+++ GIVEN DATA

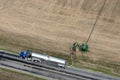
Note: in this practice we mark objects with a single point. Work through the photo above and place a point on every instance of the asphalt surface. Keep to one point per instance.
(51, 71)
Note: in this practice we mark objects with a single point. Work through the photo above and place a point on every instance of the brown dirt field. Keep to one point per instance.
(54, 25)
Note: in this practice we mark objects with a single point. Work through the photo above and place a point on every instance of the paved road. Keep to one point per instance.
(69, 70)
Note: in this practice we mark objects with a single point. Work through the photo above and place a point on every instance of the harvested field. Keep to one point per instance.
(54, 25)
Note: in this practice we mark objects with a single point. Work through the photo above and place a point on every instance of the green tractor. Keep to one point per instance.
(84, 47)
(75, 46)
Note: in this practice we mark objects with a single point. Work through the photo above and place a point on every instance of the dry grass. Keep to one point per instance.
(6, 74)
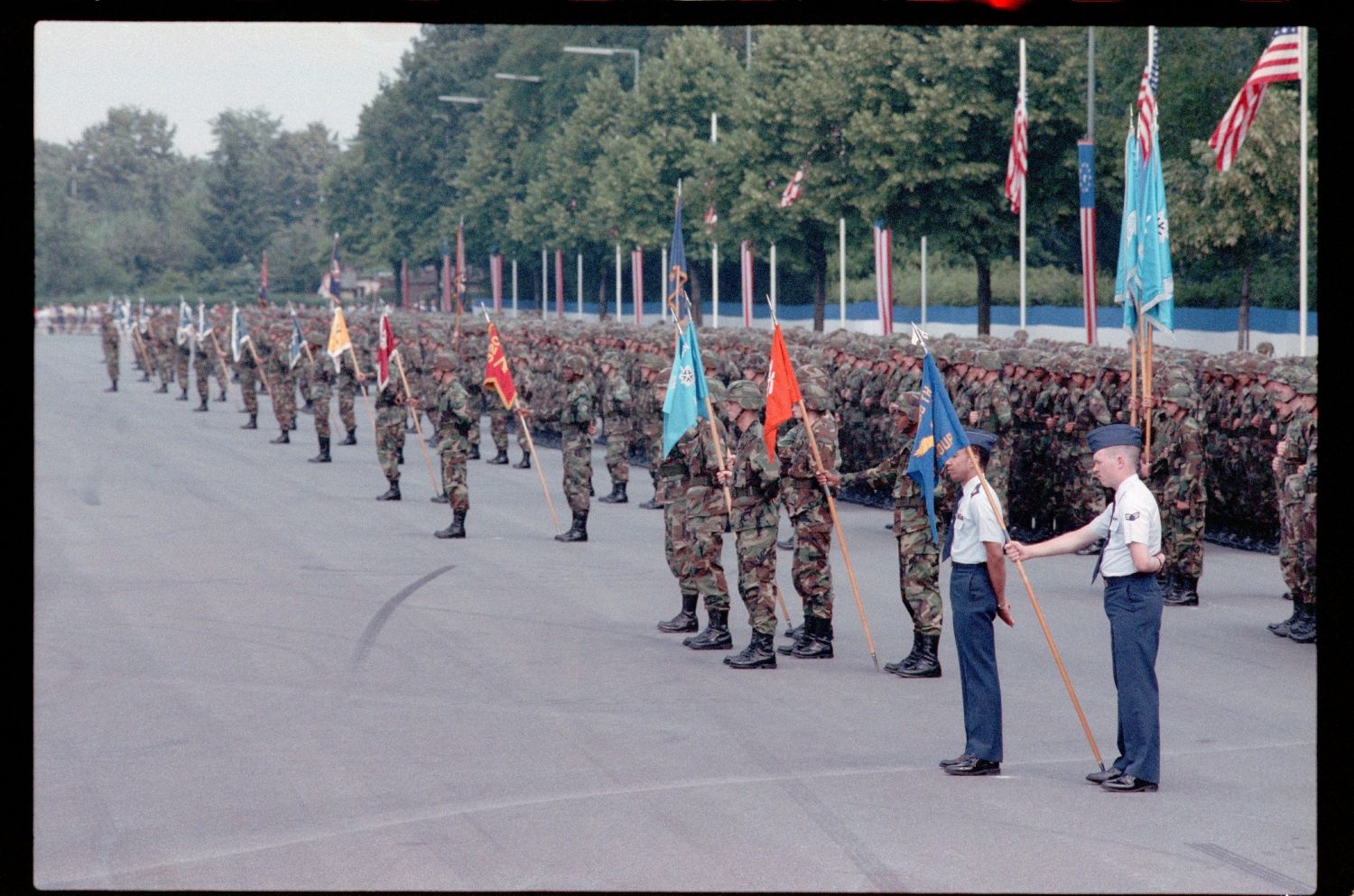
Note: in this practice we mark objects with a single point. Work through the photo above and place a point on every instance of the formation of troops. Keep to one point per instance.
(1231, 441)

++++++

◆ TASK GOAL ◆
Put every line of the items above into a Markdown table with the columns "No." and "Line", numbering each row and skipping blank lines. Leave the pictures out.

◆ ANSWER TO THE EXERCISE ◆
| No. | Line |
|---|---|
| 1 | Note: in this practice we mark objects with a single point. Work through the photo above and place a point on every instance of the asphalt surface. Keep to one point per instance. |
| 2 | (51, 71) |
| 3 | Note: in this practice we mark objects with a single point. Work through the photo above and place a point on every instance of the brown dirt field. Keep to one point per instance. |
| 4 | (54, 25) |
| 5 | Note: in this practice we mark objects with a single point. Work through the photo above and place a point on every instance of the paved road. Keep to one point per instance. |
| 6 | (69, 70) |
| 7 | Note: in this practice we mark objects with a single point. Work through the photo above and place a point on every instance of the harvested field. Keep to one point per instance. |
| 8 | (54, 25) |
| 9 | Note: in this practice we mark objects with a single point. Work through the photo above and place a point on every instance of the green tractor. Keep to one point per instance. |
| 10 | (84, 47) |
| 11 | (75, 46) |
| 12 | Note: in this practice we mark objects with a single point. Work through the photo above and place a point on every instance of the dry grass. Keep to one point per instance. |
| 13 | (6, 74) |
| 14 | Note: in this practice we mark objects with a single point. Work through the photo above and place a point on every instance of the formation of troops. Keep to one point per instance. |
| 15 | (1231, 441) |